=== Verilen Alıntı ===
Dirençlilik Üzerine Kafa Karışıklıklarım-I: Jeolojik Etütler İmar Planlarını Etkiliyor Mu Gerçekten?

Bu yazıdaki görüşlerimin kısıtlı ve amatör olduğu, kullanılan terminolojinin ise -özellikle meslek dışı alanlarda- hatalı/eksik olabileceği kabul edilmelidir. Yazı boyunca boyumu aşan soru ve iddialar bulunmakta.

Aşağıda yazılanların aksini kanıtlar nitelikte az sayıda şehir plancıları ya da imar planları olabilir tabi. Ancak kişilerin bu bilgilerini lisans düzeyinde edinmediği; bu bilgilerin kişisel ilgi/gayretleriyle, birlikte çalışılan farklı meslek gruplarının etkisiyle, belki planlama çalışmasına dahil olunan bir alanı bir afet sonrasında gözlemleme tecrübesiyle elde edildiği gözden kaçırılmamalıdır. Sonuçta bölümlerimiz ve ders içeriklerimiz ortada. Dolayısıyla yazı boyunca yer alacak olan şehir plancıları ve imar planları bu az sayıdaki meslektaşlarımızı ve çalışmalarını kapsamamakta. Yazı boyunca yer alacak planlama çalışmaları, imar planları ise genelde eleştirdiğimiz, burun kıvırdığımız, ancak kentlerimizin bugünkü halinin -asıl sorumlusu diyemesem de- vesikalarıdır. Yani okuyunca lütfen ‘böyle planlama olmaz’, ‘ imar planı bu değil’ gibi değerlendirmeden önce, bunların benim de arzu ettiğim imar planları olmadığını, her gün patır patır onaylanan, yürürlükte olan imar planları olduğunu göz önünde bulunduralım.

Deprem ve yıkılan kentlerimizle ilgili kendimi de dahil ederek tüm meslektaşlarımdan duyduğum değerlendirmelerde ‘rant yüzünden’, ‘buralar tarım alanıydı’, ‘taşkın alanına yerleşilmiş’, ‘sonradan yoğunluklar artırılmış’, ‘derenin yatağı değiştirilmiş’, ‘toplanma alanları yapılaşmaya açılmış’, ‘sıvılaşma riski varmış’, ‘eylem planları yok’, ‘burada sürekli büyük depremler olduğu bilinmesine rağmen…’, ‘IRAP’lar var ama uyan yok’, ‘acil müdahaleler ve uzun erimli planlama çalışmaları yapılmalı’ gibi daha birçok haklı, doğru ancak bana göre tam da meseleyi yakalayamayan tespit ve değerlendirmeler vardı. (Yapı denetim faaliyetleri olması gerektiği gibi işleseydi 6 Şubat sonrasında bunları, planlamayı ve dirençliliği konuşur muyduk? Ya da müdahale/tahliye ve toplanma alanlarıyla sınırlı mı kalırdık? Bu da yazı konusundan ayrı bir soru olarak bu kadarla kalsın)

=== Veriler ===
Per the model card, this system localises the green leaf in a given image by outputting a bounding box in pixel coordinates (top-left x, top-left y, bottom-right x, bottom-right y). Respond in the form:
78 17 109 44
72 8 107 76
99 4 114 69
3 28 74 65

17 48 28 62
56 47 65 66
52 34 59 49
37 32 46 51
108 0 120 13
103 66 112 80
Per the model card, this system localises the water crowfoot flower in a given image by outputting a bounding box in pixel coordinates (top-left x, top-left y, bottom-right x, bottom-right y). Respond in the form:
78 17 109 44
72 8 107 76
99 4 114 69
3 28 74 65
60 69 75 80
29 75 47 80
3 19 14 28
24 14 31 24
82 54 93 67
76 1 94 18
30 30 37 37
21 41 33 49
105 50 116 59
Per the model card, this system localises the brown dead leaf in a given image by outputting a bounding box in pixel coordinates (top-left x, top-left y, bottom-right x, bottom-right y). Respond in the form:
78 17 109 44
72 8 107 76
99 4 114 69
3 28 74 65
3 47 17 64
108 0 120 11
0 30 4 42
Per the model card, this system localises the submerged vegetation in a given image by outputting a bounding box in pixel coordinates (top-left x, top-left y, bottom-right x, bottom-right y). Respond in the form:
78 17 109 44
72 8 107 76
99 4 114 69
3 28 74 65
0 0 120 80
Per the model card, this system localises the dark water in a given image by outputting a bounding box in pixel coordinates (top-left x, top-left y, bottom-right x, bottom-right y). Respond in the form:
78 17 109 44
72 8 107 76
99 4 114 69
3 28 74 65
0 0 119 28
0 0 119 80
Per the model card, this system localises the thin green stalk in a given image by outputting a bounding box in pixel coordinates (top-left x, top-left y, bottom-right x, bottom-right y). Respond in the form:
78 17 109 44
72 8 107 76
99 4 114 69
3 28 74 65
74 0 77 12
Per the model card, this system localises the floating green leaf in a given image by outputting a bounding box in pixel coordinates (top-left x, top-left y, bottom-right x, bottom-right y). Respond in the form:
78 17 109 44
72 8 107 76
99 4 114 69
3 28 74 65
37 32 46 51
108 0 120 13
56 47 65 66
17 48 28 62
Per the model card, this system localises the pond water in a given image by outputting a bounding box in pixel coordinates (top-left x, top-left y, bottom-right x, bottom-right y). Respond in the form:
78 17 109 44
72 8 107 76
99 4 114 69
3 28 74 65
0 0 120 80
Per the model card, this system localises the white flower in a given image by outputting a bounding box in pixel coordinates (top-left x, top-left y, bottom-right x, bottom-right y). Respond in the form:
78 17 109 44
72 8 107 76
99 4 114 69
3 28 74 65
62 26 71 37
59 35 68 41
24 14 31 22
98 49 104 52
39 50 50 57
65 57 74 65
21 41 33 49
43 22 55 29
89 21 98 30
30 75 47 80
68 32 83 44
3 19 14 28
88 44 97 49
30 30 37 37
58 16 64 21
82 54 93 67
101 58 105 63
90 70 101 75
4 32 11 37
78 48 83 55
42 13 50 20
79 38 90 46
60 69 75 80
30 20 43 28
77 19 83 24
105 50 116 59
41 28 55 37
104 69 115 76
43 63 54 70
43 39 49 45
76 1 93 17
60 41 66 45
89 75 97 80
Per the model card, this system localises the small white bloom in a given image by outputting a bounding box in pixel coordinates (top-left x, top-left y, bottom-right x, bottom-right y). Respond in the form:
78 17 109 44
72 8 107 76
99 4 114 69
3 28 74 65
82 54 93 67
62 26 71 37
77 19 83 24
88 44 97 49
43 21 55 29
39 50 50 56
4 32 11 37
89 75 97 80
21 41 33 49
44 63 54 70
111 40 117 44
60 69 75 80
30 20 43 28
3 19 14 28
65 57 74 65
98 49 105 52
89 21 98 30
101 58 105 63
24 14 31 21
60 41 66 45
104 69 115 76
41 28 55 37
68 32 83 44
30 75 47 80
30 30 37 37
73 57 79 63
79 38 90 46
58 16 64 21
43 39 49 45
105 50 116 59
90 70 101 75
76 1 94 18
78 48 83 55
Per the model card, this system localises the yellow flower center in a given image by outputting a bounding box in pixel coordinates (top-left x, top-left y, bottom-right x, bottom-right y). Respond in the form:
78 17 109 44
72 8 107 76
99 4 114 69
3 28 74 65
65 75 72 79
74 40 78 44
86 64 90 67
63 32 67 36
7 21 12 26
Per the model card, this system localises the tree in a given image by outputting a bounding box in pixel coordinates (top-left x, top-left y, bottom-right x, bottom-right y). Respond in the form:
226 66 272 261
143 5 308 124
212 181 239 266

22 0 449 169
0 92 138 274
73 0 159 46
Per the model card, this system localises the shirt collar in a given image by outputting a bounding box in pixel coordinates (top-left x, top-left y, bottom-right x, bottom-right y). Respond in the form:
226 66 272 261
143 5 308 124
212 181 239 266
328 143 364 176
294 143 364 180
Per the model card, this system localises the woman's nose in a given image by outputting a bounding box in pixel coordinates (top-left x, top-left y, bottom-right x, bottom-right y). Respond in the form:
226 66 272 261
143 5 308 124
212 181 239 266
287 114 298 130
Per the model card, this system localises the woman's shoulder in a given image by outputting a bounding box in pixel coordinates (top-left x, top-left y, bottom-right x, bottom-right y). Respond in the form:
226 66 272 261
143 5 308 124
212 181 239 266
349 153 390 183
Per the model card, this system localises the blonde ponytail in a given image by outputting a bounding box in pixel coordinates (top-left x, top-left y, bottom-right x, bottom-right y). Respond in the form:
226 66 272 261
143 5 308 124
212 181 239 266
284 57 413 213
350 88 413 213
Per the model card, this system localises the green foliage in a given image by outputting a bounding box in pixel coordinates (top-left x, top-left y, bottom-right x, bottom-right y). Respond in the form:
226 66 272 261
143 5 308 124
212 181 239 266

=== Yapılacak İş ===
Lütfen verilen alıntıya göre şu soruları yanıtlayın:
(a) Yazar bu yazıdaki görüşlerini hangi iki sıfatla nitelendiriyor?
(b) Yazı boyunca söz edilen imar planları nasıl planlar olarak tarif ediliyor?
(c) Yapı denetimiyle ilgili parantez içindeki soruda hangi tarih anılıyor?

=== Tamamlanan Görev ===
(a) Kısıtlı ve amatör.
(b) Her gün patır patır onaylanan, yürürlükte olan imar planları.
(c) 6 Şubat.